Data items

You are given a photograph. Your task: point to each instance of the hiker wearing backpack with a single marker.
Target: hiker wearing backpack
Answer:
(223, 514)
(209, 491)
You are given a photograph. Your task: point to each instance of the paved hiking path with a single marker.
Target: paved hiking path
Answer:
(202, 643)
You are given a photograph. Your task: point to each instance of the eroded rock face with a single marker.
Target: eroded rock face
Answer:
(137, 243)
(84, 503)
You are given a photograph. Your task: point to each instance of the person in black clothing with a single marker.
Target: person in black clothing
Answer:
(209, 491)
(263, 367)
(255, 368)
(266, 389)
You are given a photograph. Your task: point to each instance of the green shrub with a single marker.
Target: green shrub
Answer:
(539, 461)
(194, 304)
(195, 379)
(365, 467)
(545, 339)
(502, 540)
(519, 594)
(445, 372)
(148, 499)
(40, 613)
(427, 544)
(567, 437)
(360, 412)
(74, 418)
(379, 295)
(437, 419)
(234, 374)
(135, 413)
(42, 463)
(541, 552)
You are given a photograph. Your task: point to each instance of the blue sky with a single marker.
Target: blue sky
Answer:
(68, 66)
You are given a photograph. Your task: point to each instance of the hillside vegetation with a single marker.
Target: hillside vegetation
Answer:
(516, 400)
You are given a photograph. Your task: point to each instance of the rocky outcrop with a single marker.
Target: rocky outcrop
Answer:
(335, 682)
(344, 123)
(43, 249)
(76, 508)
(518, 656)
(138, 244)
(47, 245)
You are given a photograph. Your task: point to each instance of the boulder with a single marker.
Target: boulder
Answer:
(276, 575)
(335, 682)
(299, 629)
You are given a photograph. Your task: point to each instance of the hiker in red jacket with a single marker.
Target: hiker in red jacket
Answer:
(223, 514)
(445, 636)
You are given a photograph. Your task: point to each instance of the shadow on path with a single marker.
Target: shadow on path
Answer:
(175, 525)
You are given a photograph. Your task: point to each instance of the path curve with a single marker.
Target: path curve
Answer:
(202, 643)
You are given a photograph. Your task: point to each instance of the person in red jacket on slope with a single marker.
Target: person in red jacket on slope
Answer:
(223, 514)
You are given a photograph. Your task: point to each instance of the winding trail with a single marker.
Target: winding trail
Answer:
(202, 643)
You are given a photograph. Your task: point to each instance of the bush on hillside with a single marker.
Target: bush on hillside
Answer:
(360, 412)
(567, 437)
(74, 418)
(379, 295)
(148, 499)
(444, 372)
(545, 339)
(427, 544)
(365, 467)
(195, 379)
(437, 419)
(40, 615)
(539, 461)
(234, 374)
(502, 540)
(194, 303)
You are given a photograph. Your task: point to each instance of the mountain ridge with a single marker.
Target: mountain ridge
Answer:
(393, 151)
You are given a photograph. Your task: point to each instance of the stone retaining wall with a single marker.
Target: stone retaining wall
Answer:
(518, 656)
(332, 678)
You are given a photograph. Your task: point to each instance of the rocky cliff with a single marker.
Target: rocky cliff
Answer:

» PROBLEM STATEMENT:
Copy each line of the records above that carries the word "clothing".

» SOLVED PROBLEM:
You are given a photograph. Your task: point to each instance of the person in black clothing with a single marker.
Target: person in black clothing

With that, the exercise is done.